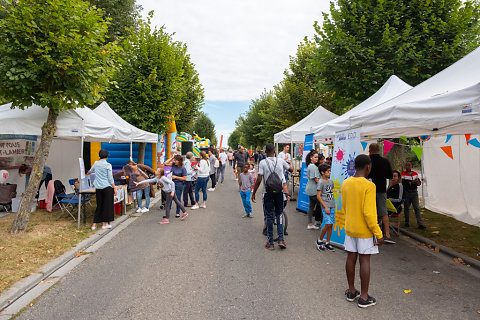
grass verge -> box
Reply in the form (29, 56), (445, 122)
(391, 208), (480, 261)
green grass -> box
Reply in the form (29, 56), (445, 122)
(391, 208), (480, 261)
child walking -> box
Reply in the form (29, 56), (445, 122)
(342, 154), (383, 308)
(248, 163), (256, 191)
(239, 164), (254, 218)
(316, 164), (336, 252)
(135, 168), (188, 224)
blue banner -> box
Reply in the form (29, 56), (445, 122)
(296, 133), (314, 212)
(322, 128), (361, 247)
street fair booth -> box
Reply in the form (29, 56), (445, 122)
(311, 75), (412, 142)
(93, 102), (158, 169)
(345, 47), (480, 226)
(274, 105), (338, 144)
(0, 103), (151, 225)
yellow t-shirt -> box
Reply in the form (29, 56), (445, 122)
(341, 177), (383, 239)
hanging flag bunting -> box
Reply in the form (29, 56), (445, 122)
(383, 140), (395, 156)
(411, 146), (423, 161)
(445, 135), (452, 144)
(465, 134), (472, 145)
(467, 138), (480, 148)
(360, 141), (368, 151)
(419, 135), (431, 142)
(400, 136), (408, 143)
(440, 146), (453, 160)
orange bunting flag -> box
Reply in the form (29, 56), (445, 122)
(465, 134), (472, 145)
(440, 146), (453, 160)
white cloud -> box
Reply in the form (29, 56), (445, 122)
(138, 0), (330, 101)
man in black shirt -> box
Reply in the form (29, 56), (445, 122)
(368, 143), (395, 244)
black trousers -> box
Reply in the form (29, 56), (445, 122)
(183, 181), (195, 205)
(94, 186), (114, 223)
(210, 173), (216, 188)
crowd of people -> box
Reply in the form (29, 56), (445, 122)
(86, 140), (426, 309)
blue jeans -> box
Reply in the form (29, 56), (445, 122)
(240, 190), (252, 215)
(174, 184), (184, 214)
(195, 177), (209, 203)
(136, 186), (150, 209)
(263, 192), (284, 244)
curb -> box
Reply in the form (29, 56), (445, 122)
(0, 195), (162, 318)
(399, 227), (480, 271)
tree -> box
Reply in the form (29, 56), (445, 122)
(311, 0), (480, 113)
(193, 112), (217, 147)
(105, 12), (204, 161)
(89, 0), (142, 41)
(0, 0), (120, 233)
(228, 129), (242, 149)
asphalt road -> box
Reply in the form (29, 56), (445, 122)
(18, 169), (480, 320)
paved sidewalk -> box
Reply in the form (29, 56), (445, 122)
(7, 172), (480, 320)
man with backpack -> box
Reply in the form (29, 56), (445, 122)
(252, 143), (292, 250)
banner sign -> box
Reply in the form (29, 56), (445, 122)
(0, 135), (37, 170)
(296, 134), (314, 212)
(324, 128), (361, 247)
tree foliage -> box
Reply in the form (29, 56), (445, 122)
(311, 0), (480, 112)
(105, 12), (204, 135)
(0, 0), (120, 233)
(193, 111), (217, 146)
(89, 0), (142, 41)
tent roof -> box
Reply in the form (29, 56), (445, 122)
(0, 103), (133, 142)
(274, 105), (338, 143)
(93, 102), (158, 143)
(349, 47), (480, 137)
(311, 75), (412, 139)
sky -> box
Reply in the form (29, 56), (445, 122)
(137, 0), (331, 146)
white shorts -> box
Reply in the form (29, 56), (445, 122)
(344, 235), (379, 255)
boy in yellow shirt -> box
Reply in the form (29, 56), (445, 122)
(342, 154), (384, 308)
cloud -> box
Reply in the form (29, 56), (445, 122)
(138, 0), (330, 101)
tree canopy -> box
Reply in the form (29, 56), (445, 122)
(105, 12), (204, 134)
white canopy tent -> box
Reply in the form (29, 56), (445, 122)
(311, 75), (412, 140)
(93, 102), (158, 143)
(349, 47), (480, 137)
(274, 105), (338, 143)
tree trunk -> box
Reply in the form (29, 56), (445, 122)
(386, 139), (406, 172)
(137, 142), (146, 164)
(10, 108), (58, 234)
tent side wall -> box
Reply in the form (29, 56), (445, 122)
(423, 135), (480, 226)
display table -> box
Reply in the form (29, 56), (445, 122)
(77, 186), (127, 227)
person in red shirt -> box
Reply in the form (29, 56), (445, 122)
(401, 162), (426, 229)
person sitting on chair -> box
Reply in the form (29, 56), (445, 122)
(18, 164), (52, 199)
(387, 170), (403, 217)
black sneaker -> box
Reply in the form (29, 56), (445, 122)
(418, 225), (427, 230)
(384, 237), (396, 244)
(175, 214), (180, 218)
(357, 295), (376, 308)
(404, 223), (410, 228)
(284, 231), (288, 236)
(345, 289), (360, 302)
(316, 240), (325, 251)
(325, 243), (335, 252)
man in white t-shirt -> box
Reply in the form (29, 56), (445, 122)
(217, 148), (228, 184)
(252, 143), (292, 250)
(278, 145), (292, 184)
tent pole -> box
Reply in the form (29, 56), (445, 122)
(130, 141), (133, 160)
(420, 140), (425, 209)
(78, 135), (84, 229)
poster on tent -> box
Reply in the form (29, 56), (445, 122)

# # # # # # #

_Directions for this task_
With the images excluded, reproduce the data above precisely as written.

_Task response_
grass verge -> box
Reply in the form (29, 56), (445, 122)
(391, 208), (480, 261)
green grass -> box
Reply in the form (29, 56), (445, 122)
(391, 208), (480, 261)
child walking -> box
Reply in the form (29, 56), (445, 122)
(342, 154), (383, 308)
(248, 163), (256, 191)
(239, 164), (254, 218)
(316, 164), (336, 252)
(135, 168), (188, 224)
blue banner -> box
Reply in the form (29, 56), (445, 122)
(296, 133), (314, 212)
(322, 128), (361, 247)
street fair booth -> box
Reply in the form (29, 56), (445, 122)
(311, 75), (412, 142)
(93, 102), (158, 169)
(345, 47), (480, 226)
(274, 105), (338, 144)
(0, 103), (151, 225)
yellow t-shirt -> box
Reply in the form (29, 56), (445, 122)
(341, 177), (383, 239)
hanging flag bunting -> box
Reply in the form (29, 56), (445, 122)
(383, 140), (395, 156)
(411, 146), (423, 161)
(445, 135), (452, 144)
(465, 134), (472, 145)
(467, 138), (480, 148)
(360, 141), (368, 151)
(419, 135), (431, 142)
(400, 136), (408, 143)
(440, 146), (453, 160)
orange bunting flag -> box
Reply in the form (29, 56), (445, 122)
(465, 134), (472, 145)
(440, 146), (453, 160)
white cloud -> box
Reply in the form (29, 56), (445, 122)
(138, 0), (330, 101)
man in black shirt -> box
Reply in the form (29, 56), (445, 122)
(368, 143), (395, 244)
black trousers -> box
Reply in the form (29, 56), (445, 122)
(183, 181), (195, 205)
(94, 186), (114, 223)
(210, 173), (216, 188)
crowd of people -> box
Reply in the form (29, 56), (445, 122)
(86, 140), (426, 309)
blue jeans -> box
Reply in the form (29, 56), (445, 122)
(240, 190), (252, 215)
(174, 184), (184, 214)
(195, 177), (209, 203)
(136, 186), (150, 209)
(263, 192), (284, 244)
curb -> box
Reply in the form (29, 56), (445, 122)
(0, 195), (162, 318)
(399, 227), (480, 271)
tree -> box
Reply in the form (29, 56), (445, 122)
(311, 0), (480, 113)
(193, 112), (217, 147)
(105, 12), (204, 161)
(89, 0), (142, 41)
(0, 0), (120, 233)
(228, 129), (242, 149)
asphalt road -> box
Reply in the form (29, 56), (445, 122)
(18, 169), (480, 320)
paved sidewalk -> box
Reply in the form (29, 56), (445, 122)
(7, 172), (480, 320)
man with backpack -> box
Reply in the form (29, 56), (445, 122)
(252, 143), (292, 250)
banner sign -> box
Reply in the form (29, 56), (445, 122)
(0, 135), (37, 170)
(296, 134), (314, 212)
(324, 128), (361, 247)
tree foliage -> box
Reply in the form (29, 56), (445, 122)
(311, 0), (480, 112)
(105, 12), (204, 135)
(0, 0), (120, 233)
(193, 111), (217, 146)
(89, 0), (142, 41)
tent roof -> box
Reply in the form (29, 56), (445, 122)
(0, 103), (133, 142)
(274, 105), (338, 143)
(93, 102), (158, 143)
(349, 47), (480, 137)
(311, 75), (412, 139)
sky -> box
Reply in the form (29, 56), (445, 122)
(137, 0), (331, 146)
white shorts -> box
Reply in the form (29, 56), (445, 122)
(344, 235), (379, 255)
boy in yellow shirt -> box
Reply in the form (29, 56), (445, 122)
(342, 154), (384, 308)
cloud -> box
Reply in the form (29, 56), (445, 122)
(138, 0), (330, 101)
tree canopy -> box
Reply in the form (29, 56), (445, 122)
(105, 12), (204, 134)
white canopy tent -> box
Reply in the form (29, 56), (445, 122)
(311, 75), (412, 140)
(93, 102), (158, 143)
(349, 47), (480, 137)
(274, 105), (338, 143)
tree trunk -> box
Reply in the form (29, 56), (445, 122)
(386, 139), (406, 172)
(137, 142), (146, 164)
(10, 108), (58, 234)
tent side wall -> box
Reply in the form (29, 56), (445, 122)
(423, 135), (480, 226)
display table -> box
Reply in the form (29, 56), (445, 122)
(77, 186), (127, 227)
person in red shirt -> box
Reply in the form (29, 56), (445, 122)
(401, 162), (426, 229)
person sitting on chair -> box
Reply in the form (29, 56), (445, 122)
(18, 164), (52, 199)
(387, 170), (403, 217)
black sneaker -> box
Reply in the form (29, 56), (445, 122)
(418, 225), (427, 230)
(384, 237), (396, 244)
(175, 214), (180, 218)
(357, 295), (376, 308)
(404, 223), (410, 228)
(284, 231), (288, 236)
(345, 289), (360, 302)
(316, 240), (325, 251)
(325, 243), (335, 252)
man in white t-shirt -> box
Reply in the form (29, 56), (445, 122)
(217, 148), (228, 184)
(252, 143), (292, 250)
(278, 145), (292, 184)
tent pole -> box
Reply in the form (29, 56), (445, 122)
(130, 141), (133, 160)
(420, 140), (425, 209)
(78, 135), (84, 229)
poster on tent -> box
Reply in the form (29, 56), (445, 122)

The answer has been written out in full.